Dataset excerpt
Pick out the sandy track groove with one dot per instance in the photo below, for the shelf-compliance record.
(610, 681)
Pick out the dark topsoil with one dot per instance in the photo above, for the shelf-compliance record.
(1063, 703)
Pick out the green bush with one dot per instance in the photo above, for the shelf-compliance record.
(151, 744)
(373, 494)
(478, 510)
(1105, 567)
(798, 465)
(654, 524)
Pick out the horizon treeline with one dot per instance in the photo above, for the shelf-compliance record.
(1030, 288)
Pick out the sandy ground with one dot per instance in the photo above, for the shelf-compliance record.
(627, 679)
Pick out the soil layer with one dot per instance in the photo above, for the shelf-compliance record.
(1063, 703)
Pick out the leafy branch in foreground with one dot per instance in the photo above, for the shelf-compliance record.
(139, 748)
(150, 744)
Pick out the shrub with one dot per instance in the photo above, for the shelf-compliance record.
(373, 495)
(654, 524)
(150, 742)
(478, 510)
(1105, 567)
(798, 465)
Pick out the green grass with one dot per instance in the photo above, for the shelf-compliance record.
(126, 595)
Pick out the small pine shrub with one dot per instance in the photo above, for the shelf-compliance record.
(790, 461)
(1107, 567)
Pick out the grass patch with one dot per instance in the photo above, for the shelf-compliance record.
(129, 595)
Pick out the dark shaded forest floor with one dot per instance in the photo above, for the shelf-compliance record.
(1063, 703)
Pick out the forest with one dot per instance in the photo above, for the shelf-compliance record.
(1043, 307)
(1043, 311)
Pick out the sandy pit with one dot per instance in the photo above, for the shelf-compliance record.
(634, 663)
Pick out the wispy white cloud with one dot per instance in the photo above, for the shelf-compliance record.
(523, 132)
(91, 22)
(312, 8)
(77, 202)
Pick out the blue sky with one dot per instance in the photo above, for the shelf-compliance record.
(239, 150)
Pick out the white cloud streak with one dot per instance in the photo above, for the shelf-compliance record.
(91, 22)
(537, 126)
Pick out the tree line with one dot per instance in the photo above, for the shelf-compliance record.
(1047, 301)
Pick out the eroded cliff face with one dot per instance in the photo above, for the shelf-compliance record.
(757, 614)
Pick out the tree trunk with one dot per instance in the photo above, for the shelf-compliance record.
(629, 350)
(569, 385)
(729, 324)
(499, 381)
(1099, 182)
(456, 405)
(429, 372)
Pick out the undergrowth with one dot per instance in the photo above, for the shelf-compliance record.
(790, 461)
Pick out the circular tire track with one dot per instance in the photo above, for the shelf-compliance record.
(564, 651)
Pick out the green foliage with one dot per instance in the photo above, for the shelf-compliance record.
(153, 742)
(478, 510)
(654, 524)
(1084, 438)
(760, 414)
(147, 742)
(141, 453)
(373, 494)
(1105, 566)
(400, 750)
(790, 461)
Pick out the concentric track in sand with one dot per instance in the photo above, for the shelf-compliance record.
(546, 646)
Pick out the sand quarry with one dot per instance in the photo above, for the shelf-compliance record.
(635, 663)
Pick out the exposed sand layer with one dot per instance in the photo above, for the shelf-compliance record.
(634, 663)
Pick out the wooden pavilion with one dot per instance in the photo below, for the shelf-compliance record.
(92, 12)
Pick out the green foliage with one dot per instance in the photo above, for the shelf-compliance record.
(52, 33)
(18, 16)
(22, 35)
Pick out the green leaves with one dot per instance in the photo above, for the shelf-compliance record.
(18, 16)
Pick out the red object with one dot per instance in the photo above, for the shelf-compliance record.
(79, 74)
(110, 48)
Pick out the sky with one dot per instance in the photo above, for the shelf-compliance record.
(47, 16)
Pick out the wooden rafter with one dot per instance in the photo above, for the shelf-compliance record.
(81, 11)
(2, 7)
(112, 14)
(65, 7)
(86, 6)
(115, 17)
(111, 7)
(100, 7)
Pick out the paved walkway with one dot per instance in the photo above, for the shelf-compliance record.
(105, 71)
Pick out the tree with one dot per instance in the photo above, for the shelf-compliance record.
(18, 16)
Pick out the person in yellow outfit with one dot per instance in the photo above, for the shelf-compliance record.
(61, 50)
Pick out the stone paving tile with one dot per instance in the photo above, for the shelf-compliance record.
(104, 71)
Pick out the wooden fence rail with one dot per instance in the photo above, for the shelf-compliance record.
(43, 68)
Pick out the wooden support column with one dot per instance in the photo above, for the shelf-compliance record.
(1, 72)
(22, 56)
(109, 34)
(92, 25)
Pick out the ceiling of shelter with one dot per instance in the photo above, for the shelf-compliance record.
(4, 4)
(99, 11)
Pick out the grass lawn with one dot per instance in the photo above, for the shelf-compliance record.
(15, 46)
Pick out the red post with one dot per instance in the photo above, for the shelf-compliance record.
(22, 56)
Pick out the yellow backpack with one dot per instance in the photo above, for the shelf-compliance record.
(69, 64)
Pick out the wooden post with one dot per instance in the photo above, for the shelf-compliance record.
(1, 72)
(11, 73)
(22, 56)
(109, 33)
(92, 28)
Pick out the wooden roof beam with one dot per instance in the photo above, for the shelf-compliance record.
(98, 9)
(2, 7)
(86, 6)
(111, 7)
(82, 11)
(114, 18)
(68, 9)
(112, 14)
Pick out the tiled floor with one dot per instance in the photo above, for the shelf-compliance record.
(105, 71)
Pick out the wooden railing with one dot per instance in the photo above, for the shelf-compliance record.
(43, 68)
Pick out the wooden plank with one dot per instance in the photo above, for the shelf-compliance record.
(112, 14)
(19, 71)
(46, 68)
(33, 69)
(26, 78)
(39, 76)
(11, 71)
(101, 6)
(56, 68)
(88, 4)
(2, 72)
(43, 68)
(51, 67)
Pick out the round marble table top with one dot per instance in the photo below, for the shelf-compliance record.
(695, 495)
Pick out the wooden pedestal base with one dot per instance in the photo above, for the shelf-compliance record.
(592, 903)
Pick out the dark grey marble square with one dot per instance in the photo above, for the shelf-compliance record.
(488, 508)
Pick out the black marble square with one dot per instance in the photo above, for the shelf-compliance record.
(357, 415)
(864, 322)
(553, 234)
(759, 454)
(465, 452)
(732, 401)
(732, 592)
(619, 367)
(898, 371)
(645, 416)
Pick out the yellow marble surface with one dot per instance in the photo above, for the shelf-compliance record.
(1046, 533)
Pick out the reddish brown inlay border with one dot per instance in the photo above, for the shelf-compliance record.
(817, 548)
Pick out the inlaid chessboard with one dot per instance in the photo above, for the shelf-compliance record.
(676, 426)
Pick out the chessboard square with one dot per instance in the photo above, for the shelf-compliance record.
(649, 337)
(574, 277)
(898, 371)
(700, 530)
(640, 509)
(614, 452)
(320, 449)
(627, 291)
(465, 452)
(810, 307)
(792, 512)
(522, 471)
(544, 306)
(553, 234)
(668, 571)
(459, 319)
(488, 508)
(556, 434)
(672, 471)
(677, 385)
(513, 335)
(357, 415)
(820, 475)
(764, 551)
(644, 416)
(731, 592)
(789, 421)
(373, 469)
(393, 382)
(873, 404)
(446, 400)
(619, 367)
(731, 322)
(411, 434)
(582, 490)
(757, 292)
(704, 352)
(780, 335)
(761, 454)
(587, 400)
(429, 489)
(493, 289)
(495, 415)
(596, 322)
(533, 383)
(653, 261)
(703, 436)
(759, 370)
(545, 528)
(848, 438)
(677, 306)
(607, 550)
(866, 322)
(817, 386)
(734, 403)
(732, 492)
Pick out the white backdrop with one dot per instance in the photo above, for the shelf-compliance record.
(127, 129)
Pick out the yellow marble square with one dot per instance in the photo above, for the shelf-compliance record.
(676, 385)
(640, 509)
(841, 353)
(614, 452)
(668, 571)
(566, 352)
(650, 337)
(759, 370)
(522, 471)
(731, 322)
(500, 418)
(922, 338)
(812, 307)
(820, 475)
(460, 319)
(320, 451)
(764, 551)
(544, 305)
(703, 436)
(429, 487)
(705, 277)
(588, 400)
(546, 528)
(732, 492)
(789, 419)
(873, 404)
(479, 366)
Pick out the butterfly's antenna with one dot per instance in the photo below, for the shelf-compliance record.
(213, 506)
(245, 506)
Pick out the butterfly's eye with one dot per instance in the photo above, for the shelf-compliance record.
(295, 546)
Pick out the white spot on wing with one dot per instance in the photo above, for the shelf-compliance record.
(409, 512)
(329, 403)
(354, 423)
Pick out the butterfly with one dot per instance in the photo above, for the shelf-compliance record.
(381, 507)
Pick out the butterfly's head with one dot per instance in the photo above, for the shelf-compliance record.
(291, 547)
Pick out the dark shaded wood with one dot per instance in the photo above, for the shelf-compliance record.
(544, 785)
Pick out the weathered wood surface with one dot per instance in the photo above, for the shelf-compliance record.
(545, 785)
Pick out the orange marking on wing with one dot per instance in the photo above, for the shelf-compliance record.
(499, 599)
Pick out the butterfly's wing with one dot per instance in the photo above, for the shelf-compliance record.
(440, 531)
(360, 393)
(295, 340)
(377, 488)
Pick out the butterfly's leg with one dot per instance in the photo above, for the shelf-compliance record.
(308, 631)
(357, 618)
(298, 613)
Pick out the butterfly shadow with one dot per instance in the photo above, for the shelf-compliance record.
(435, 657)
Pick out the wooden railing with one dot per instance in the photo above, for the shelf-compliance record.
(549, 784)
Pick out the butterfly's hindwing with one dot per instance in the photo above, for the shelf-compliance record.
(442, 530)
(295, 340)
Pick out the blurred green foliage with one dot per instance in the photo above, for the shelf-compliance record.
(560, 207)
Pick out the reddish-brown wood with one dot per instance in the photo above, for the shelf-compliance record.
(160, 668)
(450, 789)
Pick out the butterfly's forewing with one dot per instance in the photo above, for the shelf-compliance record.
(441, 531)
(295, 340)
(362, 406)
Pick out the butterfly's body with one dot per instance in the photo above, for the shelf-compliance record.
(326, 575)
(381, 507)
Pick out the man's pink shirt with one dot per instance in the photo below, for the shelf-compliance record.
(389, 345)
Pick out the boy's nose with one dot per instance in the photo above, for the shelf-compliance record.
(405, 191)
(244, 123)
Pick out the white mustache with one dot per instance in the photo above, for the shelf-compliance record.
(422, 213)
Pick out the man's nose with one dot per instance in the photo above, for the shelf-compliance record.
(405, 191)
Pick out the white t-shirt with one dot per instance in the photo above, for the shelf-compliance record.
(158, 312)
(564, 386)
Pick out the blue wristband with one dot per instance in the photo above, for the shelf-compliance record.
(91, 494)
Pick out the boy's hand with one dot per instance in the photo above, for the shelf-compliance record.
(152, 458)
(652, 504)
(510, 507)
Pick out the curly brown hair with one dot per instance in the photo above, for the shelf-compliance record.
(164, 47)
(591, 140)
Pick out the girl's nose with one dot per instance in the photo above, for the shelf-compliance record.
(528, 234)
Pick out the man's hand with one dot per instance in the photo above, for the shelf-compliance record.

◆ **Aim of the task**:
Rewrite the stretch from the line containing "Pick out the boy's nose" through the end of the records, replacing "blue wristband" with "green wristband" and changing nothing else.

◆ **Complete output**:
Pick out the boy's nose with one dot per instance in the photo above, for the shelf-compliance record.
(405, 191)
(244, 123)
Pick out the white mustache with one dot per instance in the photo above, for the shelf-compliance record.
(422, 213)
Pick out the man's nose with one dot per instance in the photo above, for the shelf-compliance record.
(405, 191)
Pick out the white t-shirt with one dot per instance in the photo above, for the shelf-compliance record.
(158, 312)
(564, 386)
Pick out the green wristband with one dot per instance in the photo above, for the shelf-compliance record.
(91, 494)
Pick out the boy's hand with one dot per instance in the photo above, for the shelf-compliance record.
(152, 458)
(652, 504)
(510, 507)
Pick out the curly brown hair with one dot per instance in the photo above, for the shelf-compliance record.
(164, 47)
(591, 140)
Pick out the girl's nose with one dot per instance in the photo above, for the shelf-compliance record.
(528, 234)
Pick out the man's hand with one dot per instance in the photo above, for the shelf-compliance record.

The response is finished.